====== ページ抜粋 ======

ジョンの作品で、リードボーカルもジョンが務めます。

それぞれの道が再び交差する時…4人のロック少年たちが贈る、最後のビートルズサウンド “Real Love”

ビートルズの解散以後、ジョン・ポール・ジョージ・リンゴの4人はそれぞれの道をそれぞれのカラーで歩み始めました。

ポールは妻リンダも伴って、自らのバンド「ウイングス」を結成。
自身もマイケル・ジャクソンやエルヴィス・コステロらとのコラボを始め、コンスタントに良質な作品を発表。
常に世界の第一線から音楽を届けてきました。

ジョージは解散後いきなりソロアルバムを大ヒットさせ、ビートルズからの独り立ちを真っ先に宣言。
途中、自曲の盗作騒動やアルバムのセールス不振などに見舞われるも、ボブ・ディランらとともに「ザ・トラベリング・ウィルベリーズ」を結成。
生き生きとした活動で健在を証明しました。

======

◆ 作業指示
a - ビートルズ解散後の四人について述べたページ抜粋から、「ビートルズの解散以後、ジョン」から「らの独り立ちを真っ先に宣言。」までを、両端の語句も含めてそのまま書き写してください。
b - ビートルズ解散後の四人について述べたページ抜粋に基づき、次の問いに答えてください。
(i) ポールが妻リンダも伴って結成したバンドの名前は何ですか。
(ii) ジョージが解散後いきなり大ヒットさせたものは何ですか。
(iii) ジョージがボブ・ディランらとともに結成したグループの名前は何ですか。
c - ビートルズ解散後の四人について述べた文章を、最後の文の後から書き継いでください。

====== 記録データ ======

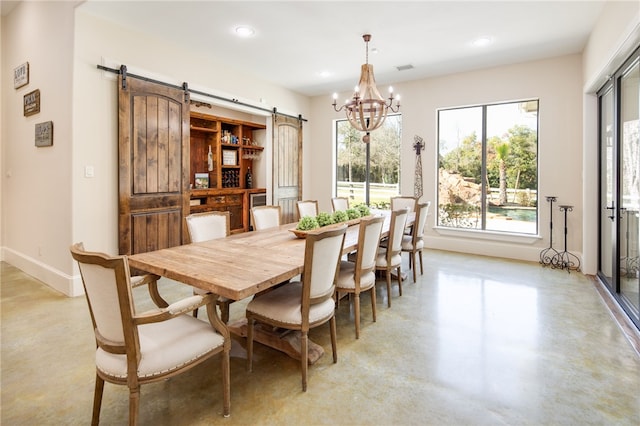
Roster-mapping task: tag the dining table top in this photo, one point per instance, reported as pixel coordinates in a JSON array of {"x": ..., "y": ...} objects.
[{"x": 240, "y": 265}]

======

◆ 回答
a -
ビートルズの解散以後、ジョン・ポール・ジョージ・リンゴの4人はそれぞれの道をそれぞれのカラーで歩み始めました。

ポールは妻リンダも伴って、自らのバンド「ウイングス」を結成。
自身もマイケル・ジャクソンやエルヴィス・コステロらとのコラボを始め、コンスタントに良質な作品を発表。
常に世界の第一線から音楽を届けてきました。

ジョージは解散後いきなりソロアルバムを大ヒットさせ、ビートルズからの独り立ちを真っ先に宣言。

b -
(i) ウイングス
(ii) ソロアルバム
(iii) ザ・トラベリング・ウィルベリーズ

c -
リンゴは深刻な体調不良と闘いながらも、あの「きかんしゃトーマス」のナレーションを務めるなど、音楽と並行して名優としても活躍。
その人柄から、彼の率いる「リンゴ・スター&ヒズ・オールスターバンド」のメンバーは途切れることがありません。

そして、ジョン。
彼はヨーコ・オノと引き続き平和活動を続けていましたが、ヨーコに念願の息子ショーンが誕生したのを機に第一線を退き、「主夫」生活をスタートさせます。

ショーンの成長と3人(特にポール)の活躍ぶりに触発され、1980年にはヨーコと共作のアルバムを発表、カムバックを宣言します。
しかしその矢先の12月8日、ジョンは狂信的なファンに狙撃され、突如として息を引き取るのでした。


それから15年経った1995年。
アウトテイク集『Anthology』シリーズのプロジェクトのためにポール・ジョージ・リンゴが再び集結。

「ジョンの遺した未発表曲をもとにビートルズとして新曲を作ろう」
その掛け声のもとにレコーディングされ誕生したのが、本連載でプロローグとしてご紹介した “Free As A Bird” と、今回の “Real Love” だったのでした。

“Real Love” のベースとなったのは、ジョンが主夫生活を送っていた1979年から80年にかけて録音されたデモテープです。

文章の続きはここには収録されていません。